- _WORK TASK_
Reproduce verbatim the stretch of the records from their start through the line containing "positive clicks: (281, 980)", both ends included.

Collected data entries
▶

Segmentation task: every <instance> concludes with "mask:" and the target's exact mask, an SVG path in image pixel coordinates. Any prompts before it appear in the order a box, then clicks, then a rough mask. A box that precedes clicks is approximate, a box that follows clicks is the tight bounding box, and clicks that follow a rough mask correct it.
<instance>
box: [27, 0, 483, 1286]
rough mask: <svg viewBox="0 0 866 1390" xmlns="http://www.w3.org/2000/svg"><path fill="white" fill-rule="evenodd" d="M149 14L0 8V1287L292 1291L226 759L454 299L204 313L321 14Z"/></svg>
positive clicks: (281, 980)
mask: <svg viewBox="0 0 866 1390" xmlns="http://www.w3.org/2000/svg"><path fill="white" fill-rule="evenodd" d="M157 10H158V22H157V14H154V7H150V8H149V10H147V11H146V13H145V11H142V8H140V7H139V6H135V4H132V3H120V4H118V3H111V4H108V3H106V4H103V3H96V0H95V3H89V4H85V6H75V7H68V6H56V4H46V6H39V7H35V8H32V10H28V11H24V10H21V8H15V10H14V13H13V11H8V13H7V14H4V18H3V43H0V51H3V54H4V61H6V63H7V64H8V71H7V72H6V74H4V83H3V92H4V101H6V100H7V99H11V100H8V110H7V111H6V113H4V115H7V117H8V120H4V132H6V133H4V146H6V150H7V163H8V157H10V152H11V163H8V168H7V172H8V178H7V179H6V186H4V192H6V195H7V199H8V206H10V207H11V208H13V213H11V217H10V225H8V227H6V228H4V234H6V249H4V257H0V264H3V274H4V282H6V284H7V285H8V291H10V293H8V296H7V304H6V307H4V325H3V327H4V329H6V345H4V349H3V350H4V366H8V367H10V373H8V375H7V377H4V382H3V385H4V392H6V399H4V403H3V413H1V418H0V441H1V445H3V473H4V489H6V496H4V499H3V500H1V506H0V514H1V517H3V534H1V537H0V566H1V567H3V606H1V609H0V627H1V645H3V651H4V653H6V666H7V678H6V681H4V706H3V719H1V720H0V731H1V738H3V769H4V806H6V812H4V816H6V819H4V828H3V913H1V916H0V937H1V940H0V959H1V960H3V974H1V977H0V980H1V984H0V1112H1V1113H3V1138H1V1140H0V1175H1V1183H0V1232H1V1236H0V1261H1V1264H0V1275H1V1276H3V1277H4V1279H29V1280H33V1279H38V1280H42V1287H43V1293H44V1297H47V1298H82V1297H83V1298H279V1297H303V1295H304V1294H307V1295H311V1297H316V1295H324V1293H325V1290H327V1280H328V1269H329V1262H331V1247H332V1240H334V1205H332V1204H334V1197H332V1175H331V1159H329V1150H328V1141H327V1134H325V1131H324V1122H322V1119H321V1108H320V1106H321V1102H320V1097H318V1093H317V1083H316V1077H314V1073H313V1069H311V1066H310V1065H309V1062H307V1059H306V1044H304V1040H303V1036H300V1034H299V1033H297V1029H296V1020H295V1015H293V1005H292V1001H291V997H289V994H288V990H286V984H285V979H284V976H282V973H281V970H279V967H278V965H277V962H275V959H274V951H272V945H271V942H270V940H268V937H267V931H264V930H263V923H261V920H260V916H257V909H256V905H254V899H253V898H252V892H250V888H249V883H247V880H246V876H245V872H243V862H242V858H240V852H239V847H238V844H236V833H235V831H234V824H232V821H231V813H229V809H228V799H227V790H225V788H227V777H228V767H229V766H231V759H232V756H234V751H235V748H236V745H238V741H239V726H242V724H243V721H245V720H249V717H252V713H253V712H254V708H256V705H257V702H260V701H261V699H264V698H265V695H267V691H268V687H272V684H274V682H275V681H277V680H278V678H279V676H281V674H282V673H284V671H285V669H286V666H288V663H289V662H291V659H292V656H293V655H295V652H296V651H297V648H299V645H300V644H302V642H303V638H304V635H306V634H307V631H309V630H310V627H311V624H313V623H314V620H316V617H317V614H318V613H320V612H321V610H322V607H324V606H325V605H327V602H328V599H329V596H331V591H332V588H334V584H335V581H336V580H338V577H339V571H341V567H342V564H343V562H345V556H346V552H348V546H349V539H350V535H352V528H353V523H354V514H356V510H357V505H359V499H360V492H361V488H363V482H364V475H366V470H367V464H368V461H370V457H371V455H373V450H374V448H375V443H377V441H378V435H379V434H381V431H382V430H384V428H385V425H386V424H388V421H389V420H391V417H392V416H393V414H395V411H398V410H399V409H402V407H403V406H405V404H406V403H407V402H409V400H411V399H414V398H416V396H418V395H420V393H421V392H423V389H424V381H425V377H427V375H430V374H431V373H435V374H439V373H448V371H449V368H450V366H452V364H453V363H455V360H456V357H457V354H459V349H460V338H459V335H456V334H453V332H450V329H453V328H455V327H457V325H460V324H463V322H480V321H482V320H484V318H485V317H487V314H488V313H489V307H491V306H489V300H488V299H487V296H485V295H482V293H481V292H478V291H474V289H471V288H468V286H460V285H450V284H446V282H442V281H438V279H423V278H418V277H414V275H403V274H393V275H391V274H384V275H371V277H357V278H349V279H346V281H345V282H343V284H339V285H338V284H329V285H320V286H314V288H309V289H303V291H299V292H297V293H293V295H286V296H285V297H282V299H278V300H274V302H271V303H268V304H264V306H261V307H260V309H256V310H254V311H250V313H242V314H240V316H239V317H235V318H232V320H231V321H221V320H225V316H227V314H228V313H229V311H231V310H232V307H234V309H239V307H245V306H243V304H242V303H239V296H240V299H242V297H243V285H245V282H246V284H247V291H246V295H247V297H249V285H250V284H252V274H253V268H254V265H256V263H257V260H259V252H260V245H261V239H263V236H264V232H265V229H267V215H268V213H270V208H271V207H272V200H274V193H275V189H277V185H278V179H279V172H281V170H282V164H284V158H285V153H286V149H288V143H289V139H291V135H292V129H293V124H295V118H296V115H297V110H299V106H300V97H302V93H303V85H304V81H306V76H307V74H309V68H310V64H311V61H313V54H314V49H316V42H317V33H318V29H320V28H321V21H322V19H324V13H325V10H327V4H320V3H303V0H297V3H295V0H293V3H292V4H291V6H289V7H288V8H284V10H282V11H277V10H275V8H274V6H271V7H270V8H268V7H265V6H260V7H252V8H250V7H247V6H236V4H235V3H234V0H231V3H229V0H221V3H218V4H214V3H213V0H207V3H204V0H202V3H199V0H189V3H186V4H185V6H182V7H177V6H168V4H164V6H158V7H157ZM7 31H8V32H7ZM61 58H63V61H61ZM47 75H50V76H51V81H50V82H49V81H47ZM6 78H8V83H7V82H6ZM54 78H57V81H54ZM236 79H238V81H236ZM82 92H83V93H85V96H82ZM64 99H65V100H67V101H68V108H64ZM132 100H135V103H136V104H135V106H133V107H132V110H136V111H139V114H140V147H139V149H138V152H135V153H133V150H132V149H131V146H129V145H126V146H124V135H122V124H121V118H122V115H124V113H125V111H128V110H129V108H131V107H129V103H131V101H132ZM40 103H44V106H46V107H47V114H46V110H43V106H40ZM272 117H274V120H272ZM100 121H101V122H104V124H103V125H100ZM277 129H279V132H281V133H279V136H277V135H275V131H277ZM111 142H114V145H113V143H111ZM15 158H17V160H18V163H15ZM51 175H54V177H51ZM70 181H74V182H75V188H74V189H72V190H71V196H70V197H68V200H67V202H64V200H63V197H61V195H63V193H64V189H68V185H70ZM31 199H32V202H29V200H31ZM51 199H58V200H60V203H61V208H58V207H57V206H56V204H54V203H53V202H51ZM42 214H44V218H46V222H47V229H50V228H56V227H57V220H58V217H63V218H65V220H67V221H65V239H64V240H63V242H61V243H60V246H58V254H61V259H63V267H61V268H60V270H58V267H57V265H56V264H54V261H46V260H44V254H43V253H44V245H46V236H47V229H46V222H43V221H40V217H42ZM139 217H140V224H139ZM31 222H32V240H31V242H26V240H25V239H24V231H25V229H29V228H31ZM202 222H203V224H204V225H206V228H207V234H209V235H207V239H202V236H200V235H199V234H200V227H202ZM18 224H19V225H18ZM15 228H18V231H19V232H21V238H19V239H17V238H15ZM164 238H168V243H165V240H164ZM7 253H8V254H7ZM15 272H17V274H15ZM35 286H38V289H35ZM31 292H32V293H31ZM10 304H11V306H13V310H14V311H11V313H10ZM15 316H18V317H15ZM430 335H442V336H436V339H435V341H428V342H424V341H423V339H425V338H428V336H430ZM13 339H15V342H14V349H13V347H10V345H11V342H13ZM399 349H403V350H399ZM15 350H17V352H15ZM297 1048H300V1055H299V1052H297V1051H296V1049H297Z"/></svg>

◀

- _TASK SOLUTION_
Segmentation task: every <instance> concludes with "mask:" and the target's exact mask, an SVG path in image pixel coordinates. Any prompts before it appear in the order a box, then clicks, then a rough mask. A box that precedes clicks is approximate, a box that follows clicks is the tight bounding box, and clicks that follow a rough mask correct it.
<instance>
box: [27, 0, 483, 1286]
rough mask: <svg viewBox="0 0 866 1390" xmlns="http://www.w3.org/2000/svg"><path fill="white" fill-rule="evenodd" d="M149 14L0 8V1287L292 1291L226 759L454 299L204 313L321 14Z"/></svg>
positive clicks: (281, 980)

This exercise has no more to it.